PROVIDED ENTRIES:
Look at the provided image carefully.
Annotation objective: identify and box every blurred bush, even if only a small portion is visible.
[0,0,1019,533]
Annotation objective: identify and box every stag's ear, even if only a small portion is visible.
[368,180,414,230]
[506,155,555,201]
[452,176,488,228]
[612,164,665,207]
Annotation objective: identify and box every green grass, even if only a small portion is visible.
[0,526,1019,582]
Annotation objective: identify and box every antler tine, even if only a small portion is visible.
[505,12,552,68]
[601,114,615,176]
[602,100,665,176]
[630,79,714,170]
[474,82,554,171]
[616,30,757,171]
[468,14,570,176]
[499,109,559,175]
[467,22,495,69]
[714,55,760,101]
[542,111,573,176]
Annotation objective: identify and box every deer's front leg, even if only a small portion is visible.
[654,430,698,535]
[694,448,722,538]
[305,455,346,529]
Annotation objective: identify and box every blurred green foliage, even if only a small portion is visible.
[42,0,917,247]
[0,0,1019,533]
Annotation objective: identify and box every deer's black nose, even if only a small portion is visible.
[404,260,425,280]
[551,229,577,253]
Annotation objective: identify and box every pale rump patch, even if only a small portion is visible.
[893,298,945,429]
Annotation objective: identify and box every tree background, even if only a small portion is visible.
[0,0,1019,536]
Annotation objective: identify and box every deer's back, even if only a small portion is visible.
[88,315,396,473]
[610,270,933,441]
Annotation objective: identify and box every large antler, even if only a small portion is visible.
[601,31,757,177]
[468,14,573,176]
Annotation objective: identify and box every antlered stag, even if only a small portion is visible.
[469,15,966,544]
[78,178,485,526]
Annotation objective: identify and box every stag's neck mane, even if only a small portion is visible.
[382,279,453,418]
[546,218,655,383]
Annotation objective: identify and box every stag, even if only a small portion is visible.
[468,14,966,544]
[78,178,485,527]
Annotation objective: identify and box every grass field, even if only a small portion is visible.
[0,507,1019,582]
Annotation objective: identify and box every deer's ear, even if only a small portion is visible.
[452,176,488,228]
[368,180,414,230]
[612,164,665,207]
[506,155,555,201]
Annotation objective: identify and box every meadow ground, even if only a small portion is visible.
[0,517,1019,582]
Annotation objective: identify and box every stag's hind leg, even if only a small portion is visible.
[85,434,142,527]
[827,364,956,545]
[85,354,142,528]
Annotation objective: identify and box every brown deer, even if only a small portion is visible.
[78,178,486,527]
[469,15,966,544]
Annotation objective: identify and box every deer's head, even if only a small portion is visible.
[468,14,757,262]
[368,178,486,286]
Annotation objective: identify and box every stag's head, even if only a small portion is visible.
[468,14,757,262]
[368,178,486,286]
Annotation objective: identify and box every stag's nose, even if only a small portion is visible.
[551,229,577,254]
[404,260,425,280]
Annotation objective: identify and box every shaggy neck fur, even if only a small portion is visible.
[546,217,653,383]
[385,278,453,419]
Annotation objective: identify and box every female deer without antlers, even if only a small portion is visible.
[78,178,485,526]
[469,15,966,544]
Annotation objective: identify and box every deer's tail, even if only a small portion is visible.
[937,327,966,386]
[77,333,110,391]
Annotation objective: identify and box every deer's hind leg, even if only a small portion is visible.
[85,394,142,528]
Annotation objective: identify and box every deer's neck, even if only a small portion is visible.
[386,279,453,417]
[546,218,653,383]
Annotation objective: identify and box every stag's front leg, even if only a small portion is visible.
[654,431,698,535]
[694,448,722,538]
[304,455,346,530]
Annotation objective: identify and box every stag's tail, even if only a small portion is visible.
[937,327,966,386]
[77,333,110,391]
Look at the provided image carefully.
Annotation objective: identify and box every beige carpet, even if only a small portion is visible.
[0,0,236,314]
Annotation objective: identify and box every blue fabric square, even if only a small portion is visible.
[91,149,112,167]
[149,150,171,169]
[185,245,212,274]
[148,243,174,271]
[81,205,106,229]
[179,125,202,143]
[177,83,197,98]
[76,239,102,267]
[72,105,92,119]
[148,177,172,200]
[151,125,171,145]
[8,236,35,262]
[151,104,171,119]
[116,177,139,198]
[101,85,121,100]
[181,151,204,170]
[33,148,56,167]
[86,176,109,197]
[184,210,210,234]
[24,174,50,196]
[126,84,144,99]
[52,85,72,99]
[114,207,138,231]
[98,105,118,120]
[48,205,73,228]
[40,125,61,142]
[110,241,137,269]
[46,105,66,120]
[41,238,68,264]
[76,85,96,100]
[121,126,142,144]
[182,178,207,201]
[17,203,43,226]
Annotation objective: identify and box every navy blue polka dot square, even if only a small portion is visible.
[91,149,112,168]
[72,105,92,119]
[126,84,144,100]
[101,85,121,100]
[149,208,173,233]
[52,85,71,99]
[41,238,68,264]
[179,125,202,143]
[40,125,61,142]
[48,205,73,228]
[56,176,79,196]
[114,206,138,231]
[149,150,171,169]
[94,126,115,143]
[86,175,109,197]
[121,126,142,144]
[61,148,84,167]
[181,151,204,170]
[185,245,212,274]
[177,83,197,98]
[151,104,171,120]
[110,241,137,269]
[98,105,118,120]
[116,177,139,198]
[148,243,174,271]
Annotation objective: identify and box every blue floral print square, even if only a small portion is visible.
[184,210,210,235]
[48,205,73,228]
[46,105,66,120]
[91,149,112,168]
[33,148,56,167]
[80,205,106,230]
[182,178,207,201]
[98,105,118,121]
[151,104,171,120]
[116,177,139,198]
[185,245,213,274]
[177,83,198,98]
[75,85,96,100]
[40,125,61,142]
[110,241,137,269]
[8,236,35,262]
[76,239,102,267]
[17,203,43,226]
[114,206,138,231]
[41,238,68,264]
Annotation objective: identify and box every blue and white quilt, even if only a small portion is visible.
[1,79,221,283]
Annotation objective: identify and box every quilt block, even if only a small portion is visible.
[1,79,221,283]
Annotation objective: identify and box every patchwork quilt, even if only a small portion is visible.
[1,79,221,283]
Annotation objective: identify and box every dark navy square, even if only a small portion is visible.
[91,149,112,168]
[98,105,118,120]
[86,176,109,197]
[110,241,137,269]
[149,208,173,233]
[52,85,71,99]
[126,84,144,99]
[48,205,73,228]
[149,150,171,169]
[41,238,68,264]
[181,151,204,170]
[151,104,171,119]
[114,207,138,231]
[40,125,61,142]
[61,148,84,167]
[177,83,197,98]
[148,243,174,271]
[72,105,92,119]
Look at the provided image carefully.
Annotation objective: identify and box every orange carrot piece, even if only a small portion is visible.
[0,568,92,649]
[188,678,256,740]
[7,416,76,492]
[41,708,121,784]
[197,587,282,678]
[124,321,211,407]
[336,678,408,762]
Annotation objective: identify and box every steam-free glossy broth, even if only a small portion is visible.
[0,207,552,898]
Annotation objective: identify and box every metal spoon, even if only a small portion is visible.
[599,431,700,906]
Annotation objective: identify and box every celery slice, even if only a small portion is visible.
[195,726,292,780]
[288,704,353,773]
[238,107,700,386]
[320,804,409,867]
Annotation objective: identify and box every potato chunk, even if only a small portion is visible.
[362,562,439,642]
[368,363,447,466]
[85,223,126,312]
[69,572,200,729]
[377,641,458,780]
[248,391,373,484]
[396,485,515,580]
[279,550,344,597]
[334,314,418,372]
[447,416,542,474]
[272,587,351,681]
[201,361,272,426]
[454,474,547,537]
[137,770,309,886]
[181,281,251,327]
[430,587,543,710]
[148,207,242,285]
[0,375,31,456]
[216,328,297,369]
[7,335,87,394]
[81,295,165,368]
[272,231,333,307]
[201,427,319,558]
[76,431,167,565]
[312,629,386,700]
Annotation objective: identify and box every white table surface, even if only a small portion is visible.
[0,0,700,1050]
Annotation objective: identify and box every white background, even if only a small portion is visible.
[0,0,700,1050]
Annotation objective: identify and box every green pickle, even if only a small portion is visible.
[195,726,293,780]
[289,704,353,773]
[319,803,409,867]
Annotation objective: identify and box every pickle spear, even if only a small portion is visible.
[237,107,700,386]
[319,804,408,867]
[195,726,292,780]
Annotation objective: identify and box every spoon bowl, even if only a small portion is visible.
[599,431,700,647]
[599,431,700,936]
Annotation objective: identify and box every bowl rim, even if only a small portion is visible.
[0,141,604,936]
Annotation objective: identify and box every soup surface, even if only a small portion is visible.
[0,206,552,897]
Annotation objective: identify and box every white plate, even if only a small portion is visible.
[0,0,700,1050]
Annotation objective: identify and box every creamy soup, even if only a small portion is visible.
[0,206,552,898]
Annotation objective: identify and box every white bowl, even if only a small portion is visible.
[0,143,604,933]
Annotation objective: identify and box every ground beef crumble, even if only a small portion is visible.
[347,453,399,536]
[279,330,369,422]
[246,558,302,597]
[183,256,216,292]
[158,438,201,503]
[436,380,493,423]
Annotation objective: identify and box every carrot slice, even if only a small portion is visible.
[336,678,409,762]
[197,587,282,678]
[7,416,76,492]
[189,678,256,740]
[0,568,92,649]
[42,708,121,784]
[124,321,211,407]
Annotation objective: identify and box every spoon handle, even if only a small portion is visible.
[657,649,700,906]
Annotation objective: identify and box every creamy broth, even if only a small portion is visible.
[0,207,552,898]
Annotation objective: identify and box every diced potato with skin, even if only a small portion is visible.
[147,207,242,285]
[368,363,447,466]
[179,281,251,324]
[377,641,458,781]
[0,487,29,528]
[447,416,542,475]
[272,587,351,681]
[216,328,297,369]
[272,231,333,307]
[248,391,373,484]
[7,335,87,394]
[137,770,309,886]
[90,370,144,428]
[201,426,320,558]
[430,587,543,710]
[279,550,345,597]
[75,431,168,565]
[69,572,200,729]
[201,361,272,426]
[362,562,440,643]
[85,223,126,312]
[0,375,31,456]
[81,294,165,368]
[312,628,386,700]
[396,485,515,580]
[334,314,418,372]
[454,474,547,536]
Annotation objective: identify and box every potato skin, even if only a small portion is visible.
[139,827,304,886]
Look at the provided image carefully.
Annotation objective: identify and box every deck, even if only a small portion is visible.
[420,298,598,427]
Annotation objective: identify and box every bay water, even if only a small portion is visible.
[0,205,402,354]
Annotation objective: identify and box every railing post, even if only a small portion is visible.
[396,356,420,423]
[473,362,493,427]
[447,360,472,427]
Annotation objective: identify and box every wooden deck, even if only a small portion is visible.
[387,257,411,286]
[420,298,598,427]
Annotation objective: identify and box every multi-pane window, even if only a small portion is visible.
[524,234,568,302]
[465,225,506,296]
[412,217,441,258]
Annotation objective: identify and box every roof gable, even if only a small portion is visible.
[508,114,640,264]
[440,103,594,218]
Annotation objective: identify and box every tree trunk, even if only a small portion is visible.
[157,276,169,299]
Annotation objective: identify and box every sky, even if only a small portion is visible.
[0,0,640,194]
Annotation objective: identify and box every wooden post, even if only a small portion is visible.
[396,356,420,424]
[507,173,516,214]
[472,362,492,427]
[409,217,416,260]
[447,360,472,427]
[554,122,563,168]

YOUR INSTRUCTIONS:
Can you format the data from the line containing "Annotation objective: identify and box every stag's neck" through the line containing "[0,507,1019,582]" as a Markdown table? Use the columns Row and Line, number each row, and leave out any blank lines.

FINISHED EXERCISE:
| Row | Line |
|---|---|
| 1 | Annotation objective: identify and box every stag's neck mane, even if only a small portion is visible. |
| 2 | [382,279,453,418] |
| 3 | [546,218,655,383] |
| 4 | Annotation objective: identify and box every stag, even if only a small portion is visible. |
| 5 | [468,14,966,544] |
| 6 | [78,178,485,527] |
| 7 | Annotation objective: identify and box every grass field, even if only a small portion is visible. |
| 8 | [0,507,1019,582] |